[Dataset entries]
• • •
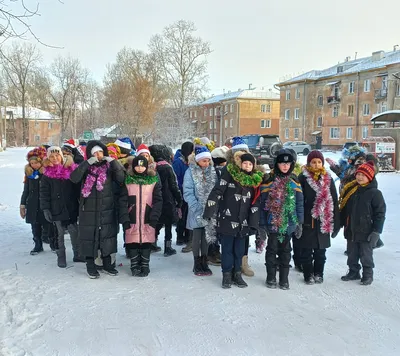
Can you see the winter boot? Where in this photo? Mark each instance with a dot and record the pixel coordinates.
(307, 272)
(198, 267)
(61, 258)
(226, 280)
(91, 269)
(238, 280)
(38, 246)
(145, 262)
(134, 255)
(271, 278)
(352, 275)
(246, 269)
(108, 267)
(284, 278)
(204, 265)
(168, 250)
• • •
Problem to solve
Reproduce each record from above exactly; pictures do not belong in the copy.

Result for this exercise
Can you see the winter boot? Where in this photo? Mark each instance with a dot and record the pixel coordinates.
(307, 272)
(198, 267)
(61, 258)
(226, 280)
(91, 269)
(238, 280)
(38, 246)
(145, 262)
(134, 255)
(271, 278)
(352, 275)
(246, 269)
(108, 267)
(284, 278)
(204, 265)
(168, 250)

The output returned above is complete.